◆ **WRITTEN REQUEST**
Rewrite every item below, replacing "Localize" with "Detect" and changing nothing else. Omit the pictures from your answer.

◆ **TASK INPUT**
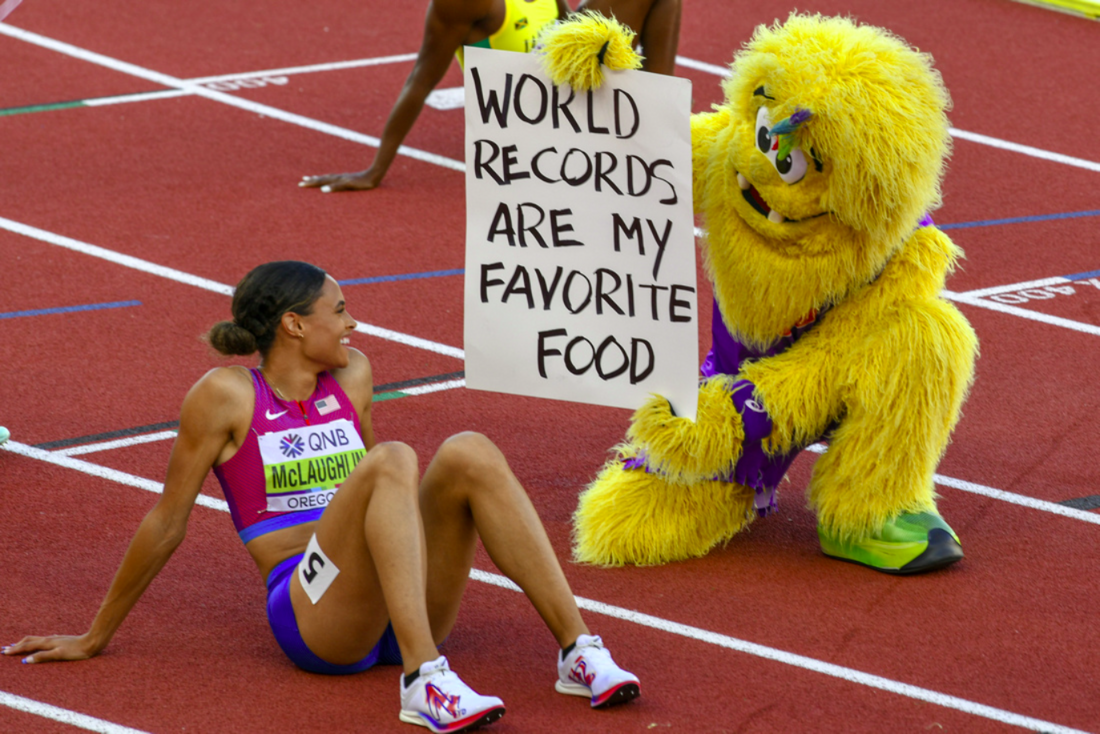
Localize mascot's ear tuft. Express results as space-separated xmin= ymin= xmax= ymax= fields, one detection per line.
xmin=538 ymin=11 xmax=641 ymax=91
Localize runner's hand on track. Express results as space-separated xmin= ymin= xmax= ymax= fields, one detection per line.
xmin=298 ymin=168 xmax=382 ymax=194
xmin=0 ymin=635 xmax=99 ymax=662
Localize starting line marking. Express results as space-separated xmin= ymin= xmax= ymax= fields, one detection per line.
xmin=0 ymin=23 xmax=1100 ymax=173
xmin=0 ymin=691 xmax=147 ymax=734
xmin=54 ymin=430 xmax=176 ymax=457
xmin=0 ymin=440 xmax=1088 ymax=734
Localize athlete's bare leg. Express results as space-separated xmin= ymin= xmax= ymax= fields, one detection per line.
xmin=290 ymin=443 xmax=439 ymax=672
xmin=420 ymin=432 xmax=589 ymax=647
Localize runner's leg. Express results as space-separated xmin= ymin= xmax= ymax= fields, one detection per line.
xmin=420 ymin=432 xmax=589 ymax=647
xmin=290 ymin=443 xmax=439 ymax=672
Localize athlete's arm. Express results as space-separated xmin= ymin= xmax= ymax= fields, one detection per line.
xmin=298 ymin=0 xmax=493 ymax=191
xmin=332 ymin=349 xmax=374 ymax=451
xmin=3 ymin=368 xmax=253 ymax=662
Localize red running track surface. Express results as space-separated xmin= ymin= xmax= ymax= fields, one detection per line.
xmin=0 ymin=0 xmax=1100 ymax=733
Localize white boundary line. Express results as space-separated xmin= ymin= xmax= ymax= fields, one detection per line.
xmin=0 ymin=691 xmax=146 ymax=734
xmin=0 ymin=440 xmax=229 ymax=512
xmin=52 ymin=430 xmax=176 ymax=457
xmin=0 ymin=217 xmax=465 ymax=360
xmin=0 ymin=23 xmax=465 ymax=171
xmin=0 ymin=440 xmax=1088 ymax=734
xmin=0 ymin=23 xmax=1100 ymax=178
xmin=958 ymin=275 xmax=1076 ymax=298
xmin=470 ymin=569 xmax=1079 ymax=734
xmin=941 ymin=291 xmax=1100 ymax=336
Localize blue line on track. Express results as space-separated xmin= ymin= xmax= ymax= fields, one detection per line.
xmin=936 ymin=209 xmax=1100 ymax=230
xmin=337 ymin=267 xmax=465 ymax=285
xmin=0 ymin=300 xmax=141 ymax=319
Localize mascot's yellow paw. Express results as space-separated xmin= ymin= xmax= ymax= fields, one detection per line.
xmin=573 ymin=460 xmax=756 ymax=566
xmin=539 ymin=11 xmax=641 ymax=91
xmin=626 ymin=375 xmax=745 ymax=484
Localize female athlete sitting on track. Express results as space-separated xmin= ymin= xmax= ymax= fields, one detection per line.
xmin=2 ymin=262 xmax=639 ymax=732
xmin=298 ymin=0 xmax=681 ymax=193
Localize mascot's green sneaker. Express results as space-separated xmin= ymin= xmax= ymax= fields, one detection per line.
xmin=817 ymin=513 xmax=963 ymax=574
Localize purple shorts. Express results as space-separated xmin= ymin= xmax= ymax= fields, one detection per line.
xmin=267 ymin=554 xmax=402 ymax=676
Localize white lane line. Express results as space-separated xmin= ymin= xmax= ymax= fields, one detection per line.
xmin=0 ymin=217 xmax=465 ymax=360
xmin=0 ymin=23 xmax=465 ymax=171
xmin=0 ymin=691 xmax=146 ymax=734
xmin=0 ymin=440 xmax=229 ymax=512
xmin=0 ymin=442 xmax=1088 ymax=734
xmin=806 ymin=443 xmax=1100 ymax=525
xmin=0 ymin=217 xmax=233 ymax=296
xmin=942 ymin=291 xmax=1100 ymax=336
xmin=83 ymin=54 xmax=417 ymax=107
xmin=677 ymin=56 xmax=729 ymax=77
xmin=470 ymin=569 xmax=1085 ymax=734
xmin=397 ymin=380 xmax=466 ymax=395
xmin=54 ymin=430 xmax=176 ymax=457
xmin=187 ymin=54 xmax=417 ymax=84
xmin=81 ymin=89 xmax=191 ymax=107
xmin=950 ymin=128 xmax=1100 ymax=172
xmin=958 ymin=275 xmax=1074 ymax=298
xmin=0 ymin=23 xmax=1100 ymax=178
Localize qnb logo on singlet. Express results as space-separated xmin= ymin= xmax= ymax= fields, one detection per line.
xmin=278 ymin=434 xmax=304 ymax=459
xmin=259 ymin=418 xmax=366 ymax=512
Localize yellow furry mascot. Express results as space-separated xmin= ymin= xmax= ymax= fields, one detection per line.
xmin=543 ymin=13 xmax=978 ymax=573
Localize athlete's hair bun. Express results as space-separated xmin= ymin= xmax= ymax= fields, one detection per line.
xmin=207 ymin=321 xmax=259 ymax=355
xmin=207 ymin=260 xmax=326 ymax=354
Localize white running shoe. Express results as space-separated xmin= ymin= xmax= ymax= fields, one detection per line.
xmin=400 ymin=656 xmax=504 ymax=734
xmin=553 ymin=635 xmax=641 ymax=709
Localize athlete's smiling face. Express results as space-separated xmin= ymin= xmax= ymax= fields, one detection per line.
xmin=299 ymin=275 xmax=355 ymax=369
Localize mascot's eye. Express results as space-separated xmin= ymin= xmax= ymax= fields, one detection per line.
xmin=757 ymin=107 xmax=806 ymax=184
xmin=776 ymin=147 xmax=806 ymax=184
xmin=757 ymin=107 xmax=771 ymax=155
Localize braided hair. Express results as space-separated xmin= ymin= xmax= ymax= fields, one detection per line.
xmin=207 ymin=260 xmax=326 ymax=354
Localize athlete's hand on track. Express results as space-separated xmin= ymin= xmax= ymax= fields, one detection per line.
xmin=0 ymin=635 xmax=99 ymax=662
xmin=298 ymin=168 xmax=382 ymax=194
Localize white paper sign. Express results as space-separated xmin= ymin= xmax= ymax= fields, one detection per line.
xmin=465 ymin=47 xmax=699 ymax=419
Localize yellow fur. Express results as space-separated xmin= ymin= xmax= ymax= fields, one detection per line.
xmin=626 ymin=375 xmax=745 ymax=483
xmin=539 ymin=11 xmax=642 ymax=91
xmin=574 ymin=13 xmax=978 ymax=563
xmin=573 ymin=461 xmax=754 ymax=566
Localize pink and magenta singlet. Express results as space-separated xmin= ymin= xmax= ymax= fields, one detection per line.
xmin=213 ymin=368 xmax=366 ymax=544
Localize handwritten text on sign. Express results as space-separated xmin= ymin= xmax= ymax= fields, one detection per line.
xmin=465 ymin=48 xmax=699 ymax=417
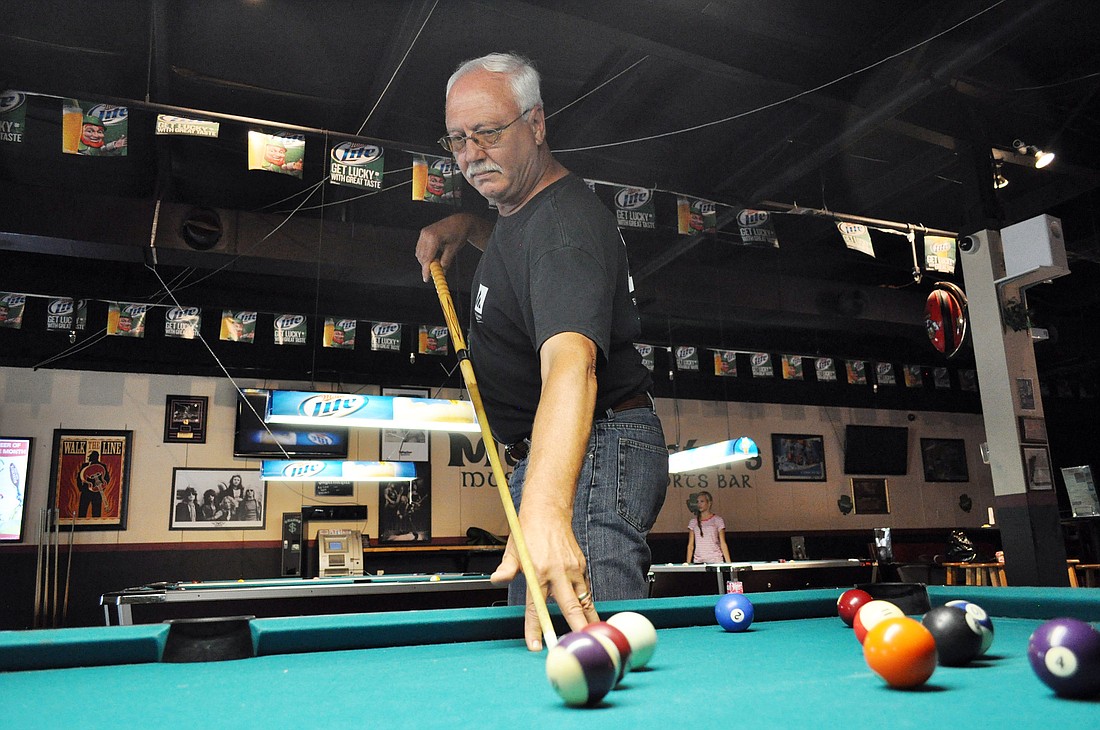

◆ **FULL SOLUTION**
Detect mascot's ear tuft. Express results as space-separated xmin= ymin= xmax= ymax= fields, one detection per line.
xmin=538 ymin=11 xmax=641 ymax=91
Detect runner's hand on track. Express results as space-separated xmin= ymin= xmax= ymax= fields, one detection per line.
xmin=298 ymin=168 xmax=382 ymax=194
xmin=0 ymin=635 xmax=99 ymax=662
Detect starting line marking. Express results as space-separated xmin= ymin= xmax= ymax= fields, one detection per line.
xmin=0 ymin=23 xmax=1100 ymax=173
xmin=0 ymin=691 xmax=147 ymax=734
xmin=54 ymin=430 xmax=176 ymax=457
xmin=0 ymin=440 xmax=1088 ymax=734
Detect athlete's bare leg. Express results as space-separated xmin= ymin= xmax= ymax= fields, one detection per line.
xmin=290 ymin=443 xmax=439 ymax=672
xmin=420 ymin=432 xmax=589 ymax=647
Detect runner's leg. Express results as space-separated xmin= ymin= xmax= ymax= fields, one detection per line.
xmin=420 ymin=432 xmax=589 ymax=647
xmin=290 ymin=443 xmax=439 ymax=672
Detect athlete's arm. Express results as space-separated xmin= ymin= xmax= ymax= fields, one detection per line.
xmin=298 ymin=0 xmax=493 ymax=191
xmin=332 ymin=349 xmax=374 ymax=451
xmin=3 ymin=368 xmax=253 ymax=662
Detect red running track surface. Express results as space-separated xmin= ymin= xmax= ymax= fields, one detection per line.
xmin=0 ymin=0 xmax=1100 ymax=733
Detect white boundary line. Express results as space-separated xmin= ymin= xmax= ymax= fields, one detection per line.
xmin=0 ymin=691 xmax=146 ymax=734
xmin=0 ymin=440 xmax=229 ymax=512
xmin=52 ymin=430 xmax=176 ymax=457
xmin=0 ymin=217 xmax=465 ymax=360
xmin=0 ymin=23 xmax=465 ymax=171
xmin=0 ymin=440 xmax=1088 ymax=734
xmin=0 ymin=23 xmax=1100 ymax=178
xmin=958 ymin=275 xmax=1076 ymax=298
xmin=470 ymin=569 xmax=1079 ymax=734
xmin=941 ymin=291 xmax=1100 ymax=336
Detect blue line on track. Express results as space-separated xmin= ymin= xmax= ymax= fields, one detection per line.
xmin=936 ymin=209 xmax=1100 ymax=230
xmin=337 ymin=267 xmax=465 ymax=285
xmin=0 ymin=300 xmax=141 ymax=319
Detect mascot's yellow paw. Express results as space-separated xmin= ymin= xmax= ymax= fields, one detection per line.
xmin=573 ymin=460 xmax=756 ymax=566
xmin=539 ymin=11 xmax=641 ymax=91
xmin=626 ymin=375 xmax=745 ymax=484
Detect female athlete sitting on track. Express results as space-separated xmin= ymin= xmax= ymax= fields, one detection per line.
xmin=2 ymin=262 xmax=639 ymax=732
xmin=298 ymin=0 xmax=681 ymax=193
Detect mascot's green sneaker. Express results as space-separated xmin= ymin= xmax= ymax= fields, one detection per line.
xmin=817 ymin=513 xmax=963 ymax=574
Detect purple shorts. Express results as space-separated xmin= ymin= xmax= ymax= fields, one detection per line.
xmin=267 ymin=554 xmax=402 ymax=676
Detect white lane line. Express results as space-separated xmin= ymin= xmax= ymax= fields, one detection per line.
xmin=0 ymin=217 xmax=465 ymax=360
xmin=0 ymin=23 xmax=465 ymax=171
xmin=0 ymin=691 xmax=146 ymax=734
xmin=0 ymin=440 xmax=229 ymax=512
xmin=0 ymin=442 xmax=1088 ymax=734
xmin=806 ymin=443 xmax=1100 ymax=525
xmin=0 ymin=217 xmax=233 ymax=296
xmin=942 ymin=291 xmax=1100 ymax=336
xmin=83 ymin=54 xmax=417 ymax=107
xmin=677 ymin=56 xmax=729 ymax=77
xmin=470 ymin=569 xmax=1085 ymax=734
xmin=397 ymin=380 xmax=466 ymax=395
xmin=54 ymin=430 xmax=176 ymax=457
xmin=187 ymin=54 xmax=417 ymax=84
xmin=81 ymin=89 xmax=191 ymax=107
xmin=950 ymin=128 xmax=1100 ymax=172
xmin=958 ymin=275 xmax=1074 ymax=298
xmin=0 ymin=23 xmax=1100 ymax=178
Detect qnb logo on singlet. Express results as space-separated xmin= ymin= xmax= ymax= fields, one detection per line.
xmin=278 ymin=434 xmax=304 ymax=459
xmin=259 ymin=418 xmax=366 ymax=512
Detect yellow furry mascot. Express results as space-separated xmin= ymin= xmax= ymax= fields, one detection per line.
xmin=543 ymin=13 xmax=978 ymax=573
Detect athlete's hair bun. Express results as space-separated xmin= ymin= xmax= ymax= fields, one detection per line.
xmin=207 ymin=321 xmax=259 ymax=355
xmin=207 ymin=260 xmax=326 ymax=354
Detect white running shoe. Express results as space-separated xmin= ymin= xmax= ymax= fields, one detection per line.
xmin=400 ymin=656 xmax=504 ymax=734
xmin=553 ymin=635 xmax=641 ymax=709
Detect athlete's smiling face. Express results as space-separated xmin= ymin= xmax= ymax= fields, one detection per line.
xmin=299 ymin=275 xmax=355 ymax=369
Detect mascot's eye. Express results as space-separated xmin= ymin= xmax= ymax= fields, one detection per line.
xmin=757 ymin=107 xmax=806 ymax=184
xmin=776 ymin=147 xmax=806 ymax=184
xmin=757 ymin=107 xmax=771 ymax=155
Detect braided hair. Express results as space-separated xmin= ymin= xmax= ymax= fields, one detection per line.
xmin=207 ymin=260 xmax=326 ymax=354
Detect athlete's hand on track. Express results as space-separated xmin= ymin= xmax= ymax= fields, one detection per line.
xmin=0 ymin=635 xmax=99 ymax=662
xmin=298 ymin=168 xmax=382 ymax=194
Detect white paper sign. Express results as space-separated xmin= ymin= xmax= ymax= fields, one detection per line.
xmin=465 ymin=47 xmax=699 ymax=419
Detect yellow fur. Express results as space-separated xmin= ymin= xmax= ymax= fields, one detection per line.
xmin=626 ymin=375 xmax=745 ymax=483
xmin=539 ymin=11 xmax=642 ymax=91
xmin=574 ymin=13 xmax=978 ymax=563
xmin=573 ymin=461 xmax=754 ymax=566
Detect pink and magenta singlet. Express results as space-separated xmin= ymin= xmax= ymax= fields, one detection per line.
xmin=213 ymin=368 xmax=366 ymax=544
Detect handwritten text on sign. Express results as space-separated xmin= ymin= xmax= ymax= fields, one detection per line.
xmin=465 ymin=48 xmax=699 ymax=417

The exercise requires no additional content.